PROBLEMS:
1 > List the problems that the Port Authority passage says define the modern PA.
2 > Continue the Port Authority passage with the next few sentences.
## Begin TEXT PASSAGE
The Port Authority of New York and New Jersey is an $8 billion behemoth plagued by “politicized decision-making, money-losing facilities and declining financial viability,” notes a new Manhattan Institute report that outlines how to fix it.

And thereby end the massive cost overruns, bloated payrolls, regular scandals and general waste that define the modern PA.

Authored by the Reason Foundation’s Robert Poole, a national transportation expert, the 24-page report pushes a total reinvention of the PA’s unsustainable business model, especially the way it finances its system.

Using airports, bridges and tunnels as cash cows to cover ongoing losses at other operations, like the PATH, Poole rightly notes, has meant “mediocre airports, congested and inadequate bridges and tunnels, money-losing seaports, a pathetic bus terminal, and the worst heavy-rail transit system in the nation.” And no cash available to reinvest in fixing or replacing what’s wrong.
## End TEXT PASSAGE
## Begin GIVEN INFORMATION
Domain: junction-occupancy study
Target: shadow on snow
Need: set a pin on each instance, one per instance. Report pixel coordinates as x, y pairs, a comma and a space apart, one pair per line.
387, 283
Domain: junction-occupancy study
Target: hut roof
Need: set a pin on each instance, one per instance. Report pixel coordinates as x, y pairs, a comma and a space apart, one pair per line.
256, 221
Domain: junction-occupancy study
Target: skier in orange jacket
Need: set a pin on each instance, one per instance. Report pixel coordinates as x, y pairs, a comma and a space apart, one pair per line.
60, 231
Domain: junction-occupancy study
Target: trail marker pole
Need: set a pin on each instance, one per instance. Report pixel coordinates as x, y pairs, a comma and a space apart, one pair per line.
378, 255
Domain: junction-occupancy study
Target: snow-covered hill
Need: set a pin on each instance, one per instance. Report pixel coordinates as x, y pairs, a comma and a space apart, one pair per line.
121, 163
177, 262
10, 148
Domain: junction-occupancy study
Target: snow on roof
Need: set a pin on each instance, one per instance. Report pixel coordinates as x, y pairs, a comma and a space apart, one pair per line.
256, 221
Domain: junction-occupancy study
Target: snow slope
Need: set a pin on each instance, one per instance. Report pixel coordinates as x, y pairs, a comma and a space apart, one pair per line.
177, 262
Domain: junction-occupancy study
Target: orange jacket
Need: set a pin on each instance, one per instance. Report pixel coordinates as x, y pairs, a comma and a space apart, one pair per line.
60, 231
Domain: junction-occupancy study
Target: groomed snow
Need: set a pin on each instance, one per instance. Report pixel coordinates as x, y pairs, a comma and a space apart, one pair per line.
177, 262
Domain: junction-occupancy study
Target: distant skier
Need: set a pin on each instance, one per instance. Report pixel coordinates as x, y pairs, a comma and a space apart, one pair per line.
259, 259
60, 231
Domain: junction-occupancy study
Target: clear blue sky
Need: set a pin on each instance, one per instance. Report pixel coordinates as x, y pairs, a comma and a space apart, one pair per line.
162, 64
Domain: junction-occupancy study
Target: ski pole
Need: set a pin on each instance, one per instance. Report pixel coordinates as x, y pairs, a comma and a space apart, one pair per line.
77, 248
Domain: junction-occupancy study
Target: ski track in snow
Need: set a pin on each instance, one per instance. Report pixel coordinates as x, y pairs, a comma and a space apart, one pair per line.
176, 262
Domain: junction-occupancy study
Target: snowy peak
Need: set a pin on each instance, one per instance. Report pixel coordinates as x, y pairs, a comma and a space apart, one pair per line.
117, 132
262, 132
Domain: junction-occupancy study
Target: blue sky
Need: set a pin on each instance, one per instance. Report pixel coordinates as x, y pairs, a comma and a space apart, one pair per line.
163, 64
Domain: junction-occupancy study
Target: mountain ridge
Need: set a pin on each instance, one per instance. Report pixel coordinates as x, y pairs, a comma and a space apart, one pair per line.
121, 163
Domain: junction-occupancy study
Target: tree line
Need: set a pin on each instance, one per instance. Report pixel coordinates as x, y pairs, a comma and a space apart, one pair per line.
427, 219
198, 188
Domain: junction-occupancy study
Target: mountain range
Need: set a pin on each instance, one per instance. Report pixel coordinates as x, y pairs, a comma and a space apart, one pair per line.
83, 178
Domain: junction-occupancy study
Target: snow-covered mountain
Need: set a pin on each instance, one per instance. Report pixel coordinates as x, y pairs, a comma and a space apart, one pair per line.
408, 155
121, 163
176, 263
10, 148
## End GIVEN INFORMATION
## Begin GIVEN INFORMATION
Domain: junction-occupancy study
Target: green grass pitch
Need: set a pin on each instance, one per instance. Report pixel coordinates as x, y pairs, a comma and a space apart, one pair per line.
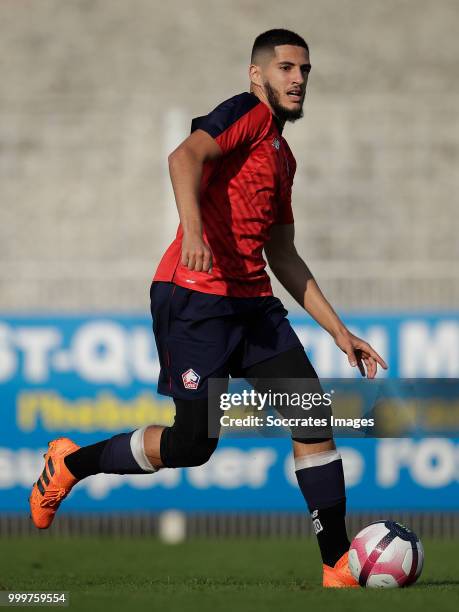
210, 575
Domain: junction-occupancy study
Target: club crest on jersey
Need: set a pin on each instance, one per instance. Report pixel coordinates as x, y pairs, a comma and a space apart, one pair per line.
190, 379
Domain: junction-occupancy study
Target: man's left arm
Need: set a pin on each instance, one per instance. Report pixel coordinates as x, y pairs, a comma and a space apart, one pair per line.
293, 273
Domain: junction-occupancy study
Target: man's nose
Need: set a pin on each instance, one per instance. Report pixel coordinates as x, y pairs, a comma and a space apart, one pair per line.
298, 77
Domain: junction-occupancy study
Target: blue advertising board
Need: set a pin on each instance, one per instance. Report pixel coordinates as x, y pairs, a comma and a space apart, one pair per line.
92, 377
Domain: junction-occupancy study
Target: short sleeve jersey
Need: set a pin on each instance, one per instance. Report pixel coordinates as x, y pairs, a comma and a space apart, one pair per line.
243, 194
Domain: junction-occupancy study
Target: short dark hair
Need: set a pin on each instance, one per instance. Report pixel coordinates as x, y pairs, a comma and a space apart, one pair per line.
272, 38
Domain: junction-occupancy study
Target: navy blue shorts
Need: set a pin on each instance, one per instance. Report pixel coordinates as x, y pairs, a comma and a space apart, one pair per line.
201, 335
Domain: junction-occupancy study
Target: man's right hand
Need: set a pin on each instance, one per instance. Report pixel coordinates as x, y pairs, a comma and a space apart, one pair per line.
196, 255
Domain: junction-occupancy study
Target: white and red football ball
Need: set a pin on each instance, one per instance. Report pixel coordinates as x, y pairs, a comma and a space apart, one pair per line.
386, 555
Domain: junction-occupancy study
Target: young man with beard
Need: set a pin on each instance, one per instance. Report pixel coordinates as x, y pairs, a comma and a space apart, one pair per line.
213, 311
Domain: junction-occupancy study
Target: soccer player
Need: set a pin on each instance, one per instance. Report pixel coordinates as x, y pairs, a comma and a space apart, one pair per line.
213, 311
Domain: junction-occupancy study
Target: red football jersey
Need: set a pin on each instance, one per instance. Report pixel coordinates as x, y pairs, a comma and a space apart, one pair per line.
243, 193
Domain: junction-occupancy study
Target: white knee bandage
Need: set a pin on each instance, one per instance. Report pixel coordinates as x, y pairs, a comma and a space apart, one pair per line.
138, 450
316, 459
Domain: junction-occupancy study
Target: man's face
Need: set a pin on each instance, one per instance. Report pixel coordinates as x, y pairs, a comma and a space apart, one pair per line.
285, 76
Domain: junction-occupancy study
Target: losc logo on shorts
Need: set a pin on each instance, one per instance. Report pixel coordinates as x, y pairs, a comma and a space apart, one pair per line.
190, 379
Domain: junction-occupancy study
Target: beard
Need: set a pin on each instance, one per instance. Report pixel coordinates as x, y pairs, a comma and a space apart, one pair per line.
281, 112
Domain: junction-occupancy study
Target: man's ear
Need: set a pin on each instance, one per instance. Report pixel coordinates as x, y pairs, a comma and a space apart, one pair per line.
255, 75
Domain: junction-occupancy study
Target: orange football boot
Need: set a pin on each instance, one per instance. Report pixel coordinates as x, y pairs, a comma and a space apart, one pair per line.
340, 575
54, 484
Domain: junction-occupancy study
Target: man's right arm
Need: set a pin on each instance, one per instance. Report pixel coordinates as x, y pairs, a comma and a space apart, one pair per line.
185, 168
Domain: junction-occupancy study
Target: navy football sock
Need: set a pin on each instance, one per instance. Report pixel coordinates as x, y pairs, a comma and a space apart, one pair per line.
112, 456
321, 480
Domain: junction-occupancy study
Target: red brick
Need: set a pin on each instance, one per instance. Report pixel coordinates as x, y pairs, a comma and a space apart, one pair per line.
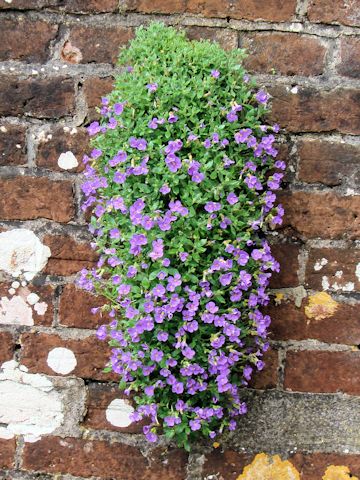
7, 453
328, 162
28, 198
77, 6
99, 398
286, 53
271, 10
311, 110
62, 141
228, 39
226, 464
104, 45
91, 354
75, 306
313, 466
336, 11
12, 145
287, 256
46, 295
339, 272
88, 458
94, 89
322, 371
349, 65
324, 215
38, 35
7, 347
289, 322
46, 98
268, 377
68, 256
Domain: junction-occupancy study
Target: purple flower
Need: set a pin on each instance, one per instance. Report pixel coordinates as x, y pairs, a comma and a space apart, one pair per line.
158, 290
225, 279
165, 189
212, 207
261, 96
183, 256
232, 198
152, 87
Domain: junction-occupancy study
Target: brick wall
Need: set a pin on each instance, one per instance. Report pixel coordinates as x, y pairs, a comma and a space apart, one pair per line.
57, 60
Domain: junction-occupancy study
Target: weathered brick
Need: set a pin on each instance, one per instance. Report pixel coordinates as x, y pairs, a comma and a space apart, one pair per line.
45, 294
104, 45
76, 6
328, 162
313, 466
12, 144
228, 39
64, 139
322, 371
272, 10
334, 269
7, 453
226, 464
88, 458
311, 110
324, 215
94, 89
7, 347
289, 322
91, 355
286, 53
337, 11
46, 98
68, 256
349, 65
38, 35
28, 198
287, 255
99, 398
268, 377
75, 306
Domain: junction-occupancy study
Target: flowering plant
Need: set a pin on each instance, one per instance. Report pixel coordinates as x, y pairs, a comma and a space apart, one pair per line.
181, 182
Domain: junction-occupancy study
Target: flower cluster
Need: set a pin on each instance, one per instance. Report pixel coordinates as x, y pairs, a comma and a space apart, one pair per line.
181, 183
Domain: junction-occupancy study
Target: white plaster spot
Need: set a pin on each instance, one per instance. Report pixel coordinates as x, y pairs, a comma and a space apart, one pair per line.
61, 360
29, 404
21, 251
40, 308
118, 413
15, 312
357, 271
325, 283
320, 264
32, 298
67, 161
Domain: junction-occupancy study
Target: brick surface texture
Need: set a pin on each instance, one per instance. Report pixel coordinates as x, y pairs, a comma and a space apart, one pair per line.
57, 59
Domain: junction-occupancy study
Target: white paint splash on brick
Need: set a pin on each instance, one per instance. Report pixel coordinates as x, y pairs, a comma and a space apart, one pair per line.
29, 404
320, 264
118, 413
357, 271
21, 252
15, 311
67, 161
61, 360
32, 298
## End GIVEN INFORMATION
ANSWERS TO THE PROBLEMS:
1 > massive cost overruns, bloated payrolls, regular scandals, general waste

2 >
Instead, the PA should move to finance projects via public-private partnerships, with public pension funds as key investors.

The agency would no longer own or operate the tunnels, airports, etc., but rather regulate an array of concession companies held accountable via bond covenants and the conditions of their long-term contracts.

Up-front payments for the concessions, along with investments, would provide the revenue for replacement infrastructure.